### Stated task:
Find the line that contains "For every instance of the stone building". Then set down that line and all the lines after it, to the end of the records, exactly and with nothing added.

### Data for this exercise:

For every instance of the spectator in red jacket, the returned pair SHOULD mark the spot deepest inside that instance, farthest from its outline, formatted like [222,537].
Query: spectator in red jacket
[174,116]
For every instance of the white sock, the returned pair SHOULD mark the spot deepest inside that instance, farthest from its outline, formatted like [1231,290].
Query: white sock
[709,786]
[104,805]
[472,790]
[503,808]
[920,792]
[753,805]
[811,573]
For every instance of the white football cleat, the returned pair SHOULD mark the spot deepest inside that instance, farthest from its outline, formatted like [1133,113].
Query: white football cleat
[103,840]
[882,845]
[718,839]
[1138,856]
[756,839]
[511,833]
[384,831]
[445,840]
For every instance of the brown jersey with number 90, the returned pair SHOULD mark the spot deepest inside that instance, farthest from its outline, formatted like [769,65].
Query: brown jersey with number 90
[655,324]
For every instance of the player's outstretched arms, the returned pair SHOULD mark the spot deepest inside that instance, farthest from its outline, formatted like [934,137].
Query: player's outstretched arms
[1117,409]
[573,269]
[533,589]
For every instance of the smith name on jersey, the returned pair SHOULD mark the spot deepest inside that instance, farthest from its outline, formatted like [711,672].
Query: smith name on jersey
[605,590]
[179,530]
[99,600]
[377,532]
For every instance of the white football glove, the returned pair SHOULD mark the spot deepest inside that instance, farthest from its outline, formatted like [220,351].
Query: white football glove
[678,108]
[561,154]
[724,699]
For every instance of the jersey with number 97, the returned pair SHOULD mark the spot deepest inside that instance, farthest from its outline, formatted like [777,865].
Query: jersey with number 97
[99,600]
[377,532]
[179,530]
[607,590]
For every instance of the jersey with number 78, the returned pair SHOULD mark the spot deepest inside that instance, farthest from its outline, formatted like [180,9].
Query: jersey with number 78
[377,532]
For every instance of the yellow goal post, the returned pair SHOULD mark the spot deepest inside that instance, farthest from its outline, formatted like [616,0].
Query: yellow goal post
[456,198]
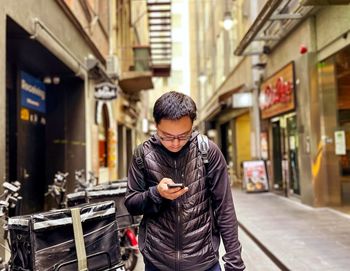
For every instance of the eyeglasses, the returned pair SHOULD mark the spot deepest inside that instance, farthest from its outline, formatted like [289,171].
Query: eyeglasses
[182,137]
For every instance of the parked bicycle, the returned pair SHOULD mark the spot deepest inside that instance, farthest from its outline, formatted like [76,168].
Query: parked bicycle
[83,182]
[127,224]
[9,201]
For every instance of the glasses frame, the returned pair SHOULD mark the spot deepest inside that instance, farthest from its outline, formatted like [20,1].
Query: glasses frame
[170,138]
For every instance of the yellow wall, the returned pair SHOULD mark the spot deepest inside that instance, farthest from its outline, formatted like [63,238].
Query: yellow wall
[242,139]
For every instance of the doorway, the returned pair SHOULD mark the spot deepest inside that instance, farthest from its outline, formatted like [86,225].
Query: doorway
[285,145]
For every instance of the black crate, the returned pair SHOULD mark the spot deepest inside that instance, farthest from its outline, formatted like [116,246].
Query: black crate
[124,219]
[45,241]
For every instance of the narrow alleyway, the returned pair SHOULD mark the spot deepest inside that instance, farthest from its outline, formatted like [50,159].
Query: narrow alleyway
[301,237]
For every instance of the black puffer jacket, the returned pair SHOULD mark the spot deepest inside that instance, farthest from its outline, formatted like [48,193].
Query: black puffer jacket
[181,234]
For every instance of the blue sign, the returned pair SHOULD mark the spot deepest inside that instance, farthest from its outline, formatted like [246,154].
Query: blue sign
[33,93]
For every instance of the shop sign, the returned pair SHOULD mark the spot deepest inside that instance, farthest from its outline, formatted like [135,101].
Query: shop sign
[264,145]
[255,176]
[112,154]
[340,142]
[33,93]
[277,93]
[106,91]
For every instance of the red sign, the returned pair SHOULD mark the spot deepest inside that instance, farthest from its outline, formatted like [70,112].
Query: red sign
[277,93]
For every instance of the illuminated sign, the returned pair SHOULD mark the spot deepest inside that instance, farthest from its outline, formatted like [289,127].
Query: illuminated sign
[277,93]
[33,93]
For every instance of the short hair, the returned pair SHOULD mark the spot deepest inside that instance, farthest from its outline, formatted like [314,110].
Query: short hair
[174,105]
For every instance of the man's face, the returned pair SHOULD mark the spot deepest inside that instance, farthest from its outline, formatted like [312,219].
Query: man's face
[174,134]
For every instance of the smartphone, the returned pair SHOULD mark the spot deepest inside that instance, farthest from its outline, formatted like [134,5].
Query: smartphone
[173,185]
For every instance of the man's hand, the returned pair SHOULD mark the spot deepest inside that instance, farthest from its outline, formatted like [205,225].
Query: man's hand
[170,193]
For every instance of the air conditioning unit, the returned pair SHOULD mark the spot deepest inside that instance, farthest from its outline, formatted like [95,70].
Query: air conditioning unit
[112,65]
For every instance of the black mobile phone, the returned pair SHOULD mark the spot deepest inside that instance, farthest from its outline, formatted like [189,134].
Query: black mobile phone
[173,185]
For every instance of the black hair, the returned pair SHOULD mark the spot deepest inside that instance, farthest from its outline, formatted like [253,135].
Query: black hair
[174,105]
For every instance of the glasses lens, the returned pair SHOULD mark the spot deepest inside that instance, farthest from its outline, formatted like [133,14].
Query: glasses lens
[172,138]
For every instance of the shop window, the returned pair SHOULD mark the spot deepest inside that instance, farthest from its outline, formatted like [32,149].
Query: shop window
[342,75]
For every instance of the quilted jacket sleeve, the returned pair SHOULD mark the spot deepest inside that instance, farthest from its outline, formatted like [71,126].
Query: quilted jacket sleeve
[140,199]
[224,210]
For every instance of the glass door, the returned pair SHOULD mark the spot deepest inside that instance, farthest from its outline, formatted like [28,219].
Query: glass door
[293,147]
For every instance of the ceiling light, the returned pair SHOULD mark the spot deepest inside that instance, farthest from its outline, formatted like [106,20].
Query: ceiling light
[56,80]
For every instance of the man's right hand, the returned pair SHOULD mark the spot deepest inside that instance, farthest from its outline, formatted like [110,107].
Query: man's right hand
[170,193]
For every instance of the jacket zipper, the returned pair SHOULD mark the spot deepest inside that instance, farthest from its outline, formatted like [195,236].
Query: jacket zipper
[177,231]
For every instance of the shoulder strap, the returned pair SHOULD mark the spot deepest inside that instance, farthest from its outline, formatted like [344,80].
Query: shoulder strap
[203,146]
[139,157]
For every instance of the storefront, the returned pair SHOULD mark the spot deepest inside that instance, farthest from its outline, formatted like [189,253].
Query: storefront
[279,125]
[105,133]
[45,116]
[334,75]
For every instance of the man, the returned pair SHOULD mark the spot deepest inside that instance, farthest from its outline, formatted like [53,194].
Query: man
[181,227]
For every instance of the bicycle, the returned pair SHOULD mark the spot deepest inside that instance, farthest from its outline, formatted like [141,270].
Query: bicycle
[9,200]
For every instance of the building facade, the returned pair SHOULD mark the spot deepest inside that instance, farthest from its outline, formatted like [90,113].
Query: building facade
[302,48]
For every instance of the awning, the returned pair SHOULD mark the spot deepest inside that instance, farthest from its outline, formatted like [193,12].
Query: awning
[228,94]
[133,82]
[275,21]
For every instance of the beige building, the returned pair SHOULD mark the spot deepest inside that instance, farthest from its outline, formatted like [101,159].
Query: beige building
[218,76]
[303,49]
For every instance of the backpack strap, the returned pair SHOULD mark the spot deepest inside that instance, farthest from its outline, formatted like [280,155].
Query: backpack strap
[203,146]
[139,157]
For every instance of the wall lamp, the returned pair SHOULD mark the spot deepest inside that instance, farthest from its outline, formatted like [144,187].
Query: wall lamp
[51,80]
[228,21]
[202,78]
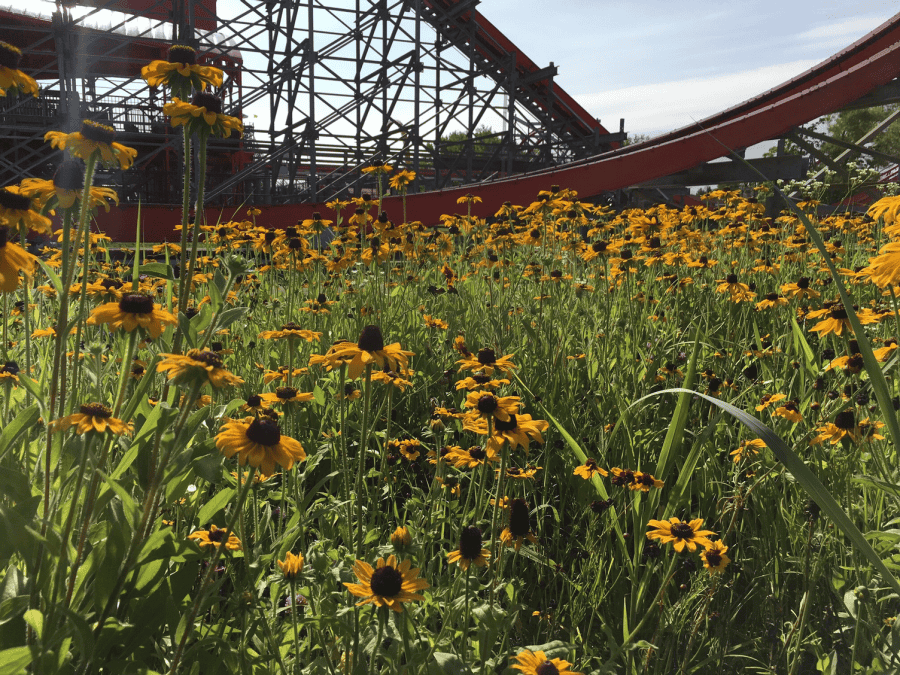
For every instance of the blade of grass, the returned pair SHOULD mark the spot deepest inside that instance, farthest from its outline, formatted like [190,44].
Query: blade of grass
[804,476]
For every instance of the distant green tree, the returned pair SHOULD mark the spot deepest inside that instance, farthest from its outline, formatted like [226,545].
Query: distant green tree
[850,126]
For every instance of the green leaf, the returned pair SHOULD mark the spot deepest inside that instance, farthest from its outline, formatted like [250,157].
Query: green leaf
[35,619]
[805,477]
[214,505]
[18,425]
[13,661]
[159,270]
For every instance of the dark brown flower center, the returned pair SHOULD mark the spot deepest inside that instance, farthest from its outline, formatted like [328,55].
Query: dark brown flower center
[212,103]
[386,582]
[682,531]
[9,56]
[136,303]
[69,176]
[95,410]
[487,404]
[216,536]
[15,202]
[845,420]
[470,543]
[182,54]
[519,524]
[99,133]
[500,425]
[264,432]
[713,557]
[486,356]
[370,339]
[546,668]
[207,358]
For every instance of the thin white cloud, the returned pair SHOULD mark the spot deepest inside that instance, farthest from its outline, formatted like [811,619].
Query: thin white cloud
[657,108]
[848,28]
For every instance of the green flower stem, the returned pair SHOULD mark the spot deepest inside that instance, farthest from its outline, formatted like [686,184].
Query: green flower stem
[126,371]
[363,443]
[381,612]
[294,625]
[185,217]
[207,577]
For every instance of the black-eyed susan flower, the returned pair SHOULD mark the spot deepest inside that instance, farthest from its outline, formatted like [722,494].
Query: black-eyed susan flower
[369,349]
[134,310]
[480,381]
[389,584]
[747,448]
[13,260]
[13,80]
[471,457]
[714,558]
[214,537]
[519,526]
[291,566]
[181,73]
[401,538]
[16,211]
[203,116]
[197,367]
[94,138]
[590,469]
[684,535]
[470,551]
[259,443]
[486,361]
[485,405]
[789,411]
[285,395]
[537,663]
[92,417]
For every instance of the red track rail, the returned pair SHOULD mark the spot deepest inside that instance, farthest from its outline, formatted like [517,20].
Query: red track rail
[870,62]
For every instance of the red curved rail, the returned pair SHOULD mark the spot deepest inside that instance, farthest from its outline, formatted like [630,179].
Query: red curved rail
[841,79]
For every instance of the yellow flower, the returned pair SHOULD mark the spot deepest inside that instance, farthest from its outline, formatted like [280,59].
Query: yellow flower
[685,535]
[388,585]
[291,566]
[132,311]
[214,538]
[259,442]
[13,80]
[537,663]
[401,538]
[180,73]
[203,116]
[94,138]
[714,558]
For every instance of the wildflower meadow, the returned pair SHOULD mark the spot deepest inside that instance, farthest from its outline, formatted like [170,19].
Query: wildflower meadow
[560,439]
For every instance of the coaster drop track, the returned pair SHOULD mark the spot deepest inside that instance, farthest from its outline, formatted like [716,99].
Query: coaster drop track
[548,138]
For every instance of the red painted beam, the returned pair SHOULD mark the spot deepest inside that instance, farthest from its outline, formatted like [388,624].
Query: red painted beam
[611,171]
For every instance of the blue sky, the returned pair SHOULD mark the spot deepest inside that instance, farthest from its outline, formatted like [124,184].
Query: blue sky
[660,63]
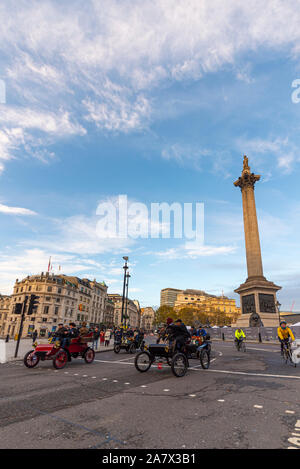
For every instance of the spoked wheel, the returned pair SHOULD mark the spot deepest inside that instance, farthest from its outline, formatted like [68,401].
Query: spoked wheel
[60,360]
[89,355]
[31,359]
[179,365]
[205,359]
[143,361]
[132,348]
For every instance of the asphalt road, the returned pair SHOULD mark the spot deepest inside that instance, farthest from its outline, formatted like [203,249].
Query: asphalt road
[244,400]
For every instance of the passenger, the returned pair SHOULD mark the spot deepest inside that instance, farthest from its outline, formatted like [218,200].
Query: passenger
[83,330]
[178,333]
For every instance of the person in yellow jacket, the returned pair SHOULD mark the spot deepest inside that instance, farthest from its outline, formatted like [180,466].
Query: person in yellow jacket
[239,336]
[284,334]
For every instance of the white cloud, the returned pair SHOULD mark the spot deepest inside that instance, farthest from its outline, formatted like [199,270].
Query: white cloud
[16,210]
[103,61]
[194,250]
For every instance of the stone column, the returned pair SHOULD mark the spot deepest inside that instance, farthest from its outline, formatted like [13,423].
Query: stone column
[253,253]
[257,294]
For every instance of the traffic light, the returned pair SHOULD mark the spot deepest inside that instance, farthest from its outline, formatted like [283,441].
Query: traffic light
[18,308]
[33,302]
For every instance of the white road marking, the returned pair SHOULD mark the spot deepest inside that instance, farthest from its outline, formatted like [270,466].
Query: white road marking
[249,374]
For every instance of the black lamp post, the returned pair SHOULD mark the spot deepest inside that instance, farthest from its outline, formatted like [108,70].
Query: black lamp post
[278,309]
[126,296]
[124,286]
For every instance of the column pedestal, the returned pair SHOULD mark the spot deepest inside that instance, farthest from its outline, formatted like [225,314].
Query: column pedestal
[258,303]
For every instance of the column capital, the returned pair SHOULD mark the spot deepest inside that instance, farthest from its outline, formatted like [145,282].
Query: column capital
[247,179]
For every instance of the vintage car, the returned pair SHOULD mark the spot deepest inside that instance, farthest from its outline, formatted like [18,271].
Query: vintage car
[177,360]
[60,356]
[129,344]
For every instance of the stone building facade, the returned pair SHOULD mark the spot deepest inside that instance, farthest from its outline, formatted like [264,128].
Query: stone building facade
[133,310]
[147,319]
[62,299]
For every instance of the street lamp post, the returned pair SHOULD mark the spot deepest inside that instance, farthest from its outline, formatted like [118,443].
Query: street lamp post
[126,295]
[124,286]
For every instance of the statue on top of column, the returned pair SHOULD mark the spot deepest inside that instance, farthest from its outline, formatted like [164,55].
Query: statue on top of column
[245,164]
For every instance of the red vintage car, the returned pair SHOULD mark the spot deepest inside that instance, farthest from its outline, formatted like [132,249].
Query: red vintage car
[60,356]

### Result for this task:
For every instance of the stone building facade, the returned pair SHOULD mark the spot deepest inside that instance, farthest from its outline, formatted like [264,128].
Query: stone building facade
[133,310]
[147,319]
[62,299]
For every instance of the street lamp post, the returned pair SHOULD mark the spot deepest inside that instance, farthest from its outline, formatted like [118,443].
Query: street lamp post
[126,295]
[124,286]
For every instance of the statue on top of column, the returned pair SHOULD mark the spot deepest inside that instance, farthest from its outline, formatted like [164,55].
Query: statue on top of column
[245,164]
For every instance of the red vintage car, the returned pair SHOULD mark the spot deepest inside that instance, farthest from its outline, formatted like [132,249].
Query: red vintage car
[60,356]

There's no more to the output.